# [Complete the following]
1/ From the devotional "Grief, Grace, and Gratitude," list every figure from Genesis whom the text names.
2/ Resume the devotional "Grief, Grace, and Gratitude" after its final sentence.

# [Passage for review]
● ● ●

Sunday, October 21, 2012

Sunday, October 21, 2012

Grief, Grace, and Gratitude

This week I have been thanking God that I am a 21st- century woman. Until very recently in human history, women really did not have rights. Their safety and security were dependent on the men in their lives, at least from a human point of view. In many parts of the world, that is still true.

So when I read of the circumstances in the lives of Rachel and Leah in Genesis 29 and 30—their polygamous marriage to Jacob and the birth of their sons—it important to understand the background. Women depended on their fathers and then husbands to provide for them in the present, and their sons secured their future. What a lot of stress and pressure and feelings of being out of control!

What fascinates me about Leah and Rachel is the way they name the pain and messiness of their life experiences in the naming of their sons. The very names of the twelve tribes of Israel remind us of the labor, the difficulty, the messiness of life in which this family, this nation, and our faith was birthed.

Reflecting on their experience brought to mind my own experience. Over a decade ago, I was in a great deal of pain as my husband and I had been dealing with infertility for many years. We longed to be parents and to have a family. This experience was one of the most difficult of my life. When my expectations about life were unmet and the deep longing of my heart was unfulfilled, I found myself in unfamiliar territory. Everyone around me seemed to be having children. In fact, one summer, I prayed for nine women who were struggling with infertility, and amazingly they all got pregnant. But I didn’t. I couldn’t understand this.  I wanted to please God.  I wanted to live for him. Why would the giver of life not give me life? Like Rachel and Leah and so many others in Biblical history, we waited and grieved and wrestled in prayer. We pursued some treatments, but at one point I knew it was time to stop or we would be crossing a line of taking things into our own hands rather than leaving them in God’s hands. So we had to accept that we would likely not have biological children.

Through this experience, which I assure you was long and arduous, I moved—not outwardly but inwardly. That is, God moved me from one place in my faith journey to a deeper journey.  I had to accept that my understanding about who God was and what he would do for me needed refinement. I had to accept what it means to live in a broken and sinful world where things go wrong. I had to let go of what I thought my life would look like and accept the place where I was, trust God there, and allow him to lead me into the calling he had for me. There is always a choice when we’re called to move—to keep pushing to get what we want by our own human efforts, and to become bitter that God did not do for us what we thought he would do, or to trust him for who he is and to accept the life he has given us as a gift and a blessing.

● ● ●

# [Entries provided]
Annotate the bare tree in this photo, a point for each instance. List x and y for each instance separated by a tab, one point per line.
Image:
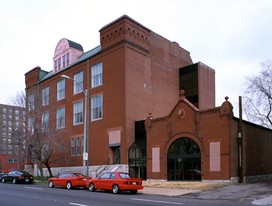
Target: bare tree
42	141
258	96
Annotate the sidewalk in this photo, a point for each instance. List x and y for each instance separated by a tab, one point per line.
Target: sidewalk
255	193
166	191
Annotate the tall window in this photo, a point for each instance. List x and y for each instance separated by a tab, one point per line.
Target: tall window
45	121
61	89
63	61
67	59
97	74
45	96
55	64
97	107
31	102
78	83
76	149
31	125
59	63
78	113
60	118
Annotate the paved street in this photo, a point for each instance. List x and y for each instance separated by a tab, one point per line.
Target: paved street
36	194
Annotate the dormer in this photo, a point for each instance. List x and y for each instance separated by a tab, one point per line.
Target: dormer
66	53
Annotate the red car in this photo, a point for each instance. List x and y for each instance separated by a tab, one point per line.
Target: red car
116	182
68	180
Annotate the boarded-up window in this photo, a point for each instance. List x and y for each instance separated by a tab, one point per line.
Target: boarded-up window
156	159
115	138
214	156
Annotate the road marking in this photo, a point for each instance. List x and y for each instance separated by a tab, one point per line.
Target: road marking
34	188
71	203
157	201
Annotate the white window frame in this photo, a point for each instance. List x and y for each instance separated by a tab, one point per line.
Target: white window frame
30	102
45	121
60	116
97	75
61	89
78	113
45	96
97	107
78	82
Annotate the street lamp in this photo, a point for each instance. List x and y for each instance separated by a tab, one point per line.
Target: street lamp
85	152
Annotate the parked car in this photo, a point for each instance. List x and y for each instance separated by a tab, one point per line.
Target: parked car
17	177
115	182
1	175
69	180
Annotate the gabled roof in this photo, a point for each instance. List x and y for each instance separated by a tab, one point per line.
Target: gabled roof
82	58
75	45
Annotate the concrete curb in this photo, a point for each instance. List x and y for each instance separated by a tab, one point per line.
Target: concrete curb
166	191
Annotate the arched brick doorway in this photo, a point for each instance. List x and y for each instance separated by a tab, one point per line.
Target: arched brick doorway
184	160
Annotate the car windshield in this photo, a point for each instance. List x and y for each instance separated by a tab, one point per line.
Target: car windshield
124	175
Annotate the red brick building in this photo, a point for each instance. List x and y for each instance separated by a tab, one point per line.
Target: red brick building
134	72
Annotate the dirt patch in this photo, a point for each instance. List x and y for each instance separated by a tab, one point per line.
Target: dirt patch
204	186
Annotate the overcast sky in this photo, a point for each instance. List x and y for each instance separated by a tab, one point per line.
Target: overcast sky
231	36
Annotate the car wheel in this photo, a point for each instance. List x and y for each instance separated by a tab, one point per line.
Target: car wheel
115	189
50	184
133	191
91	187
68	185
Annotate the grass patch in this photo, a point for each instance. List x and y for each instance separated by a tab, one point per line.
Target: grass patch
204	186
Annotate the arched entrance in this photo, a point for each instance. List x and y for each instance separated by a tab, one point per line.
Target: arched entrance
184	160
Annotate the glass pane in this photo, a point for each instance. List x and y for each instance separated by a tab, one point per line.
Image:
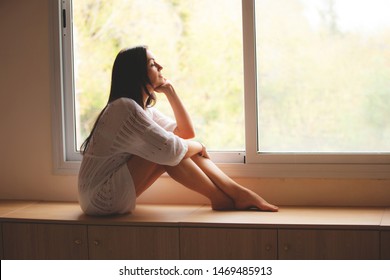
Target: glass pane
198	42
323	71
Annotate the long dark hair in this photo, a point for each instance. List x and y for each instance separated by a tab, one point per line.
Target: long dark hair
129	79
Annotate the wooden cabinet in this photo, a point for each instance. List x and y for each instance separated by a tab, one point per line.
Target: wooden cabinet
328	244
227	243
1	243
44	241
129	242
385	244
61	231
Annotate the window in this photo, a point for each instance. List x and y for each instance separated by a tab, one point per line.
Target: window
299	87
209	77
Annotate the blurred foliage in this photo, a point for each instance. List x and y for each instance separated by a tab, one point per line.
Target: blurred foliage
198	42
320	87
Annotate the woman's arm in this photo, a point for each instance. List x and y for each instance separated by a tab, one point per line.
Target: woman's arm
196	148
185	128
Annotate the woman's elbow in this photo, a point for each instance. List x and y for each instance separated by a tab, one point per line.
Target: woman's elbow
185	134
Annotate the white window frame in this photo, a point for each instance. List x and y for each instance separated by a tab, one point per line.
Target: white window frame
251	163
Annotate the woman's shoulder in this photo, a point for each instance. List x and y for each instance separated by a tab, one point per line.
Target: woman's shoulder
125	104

● ● ●

# [Replies]
1/ Rachel, Leah, Jacob

2/
I am grateful for some of the ways that Rachel and Leah modeled how important it is to name our human experience and live into it, as hard as it sometimes is. But I also know from experience that we don’t have to stay there. I’m learning that the outward circumstances are merely opportunities to live by faith as I trust the love, goodness, and promises of God. The messiness of life can open up new opportunities for God’s grace to accomplish for us what we cannot accomplish on our own.

Infertility was a painful but purifying experience that has borne fruit in many ways. I am more rooted in my identity as a beloved child of God. I have more deeply experienced his love and goodness and peace and joy. I have a greater sense of how blessed I am in Christ and a deeper sense of what it means to be called to be a blessing in all the moments of my life.

God did bless us with two wonderful boys through adoption.  Rather than choosing names for our children that represented the grief of our experience, we chose names that reflected God’s gift of grace in blessing us with a family in the way he chose for us. Nathaniel means “gift from God” and Ian means “God is gracious.”

While life is still messy and there are always challenges, God’s grace abounds, his gifts are innumerable, and there are always reasons to express gratitude.